=== Objective ===
Extend the article about Jaishree Odin, picking up right after its final sentence.

= Jaishree Odin =

Post-modern literary theorist

Jaishree Odin is a literary scholar who is the director and a professor of the Program of Interdisciplinary Studies at the University of Hawaiʻi. Her research relates to cultural studies of science and technology, literary and political ecology, ecology and ethics, system's ecology, and eco-literacy. Her work ranges from German philosophy and the feminist angle to mysticism. She has also considered the current relevance of Shaivite theories of higher consciousness.

Jaishree is sister of computer scientists Avinash Kak and Subhash Kak.

==Education and career==
Odin obtained a Master of Science degree in chemistry from India, following which she went on to earn a doctorate in comparative literature from the State University of New York at Stony Brook.

Odin teaches in the Liberal Studies program at the University of Hawaii. Besides, she is the director of a Sloan foundation-funded online distance learning project at the university, which is intended to increase access to higher education in the state of Hawaii.

=== Information provided ===
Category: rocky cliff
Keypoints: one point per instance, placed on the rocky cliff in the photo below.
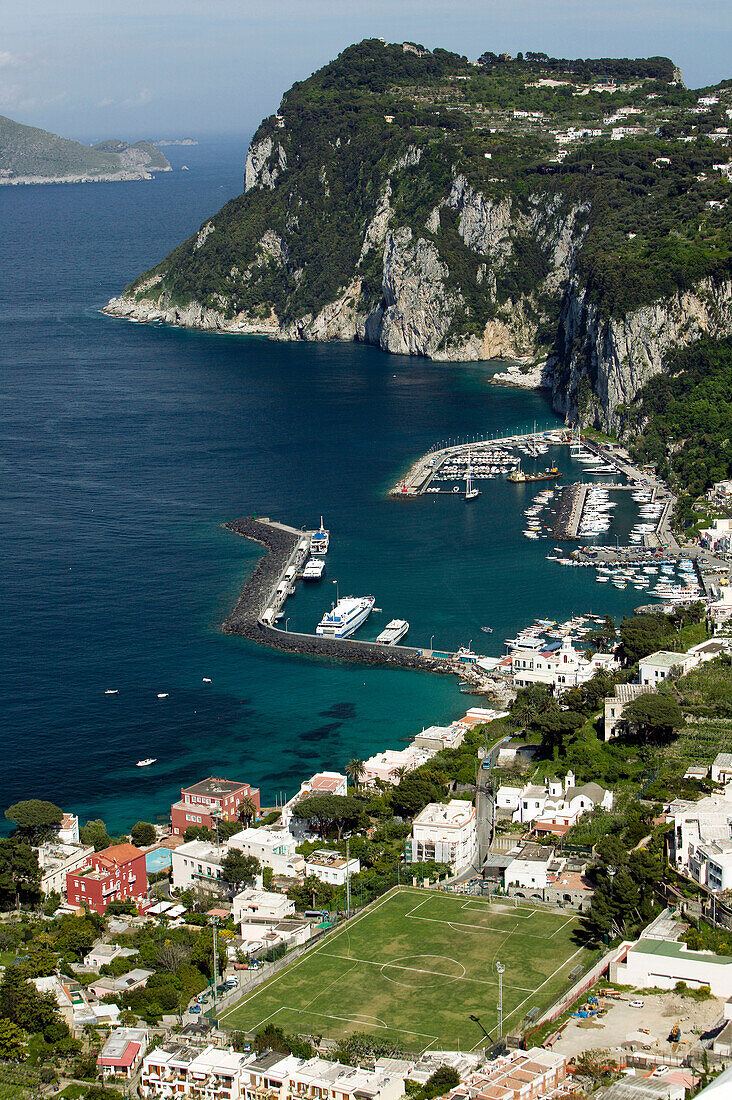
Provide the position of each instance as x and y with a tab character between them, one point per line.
456	242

=== Exercise output ===
==Works==
===Translations===
She is one of the translators of Lalleshvari, the famed 14th century Kashmiri mystic and poet. She has also translated Kashmir's early Sufi poetry, especially that of Nunda Reshi. Odin's essays have been published in Commonwealth Studies and in the collection Postcolonialism and American Ethnicity.

===Electronic literature===
Odin wrote To the Other Shore: Lalla's Life and Poetry (Vitasta Pub, 1999).

Odin's work includes Through the Looking Glass: Technology, Nomadology and Postmodern Narrative which the Electronic Literature State of the Arts Symposium describes as a critical exploration of shattered visual metaphors in contemporary literature which includes electronic literary forms.

Odin has written extensively on technology-mediated narrative forms as well as the role of technology in re-visioning higher education. Some of her published articles on electronic literature have dealt with the potential of the electronic media in depicting contemporary experience in multiple ways. Ponzanesi and Koen claim: "As Jaishree Odin has so aptly written, both the hypertext and the postcolonial are discourses are characterized by multivocality, multilinearity, open-endedness, active encounter and traversal. Both disrupt chronological sequences and spatial ordering (1997), allowing for a contestation of master narratives and the creation of subaltern positioning."

Odin's work includes critical exploration of shattered visual metaphors in contemporary literature

==Awards==
For her work, she has been awarded various awards and grants, including a Fulbright Research Fellowship, the Alfred Sloan Foundation award and University of Hawaiʻi Relations Research Award.

==Bibliography==
- Computers and Cultural Transformation. University of Hawaiʻi at Mānoa (1997).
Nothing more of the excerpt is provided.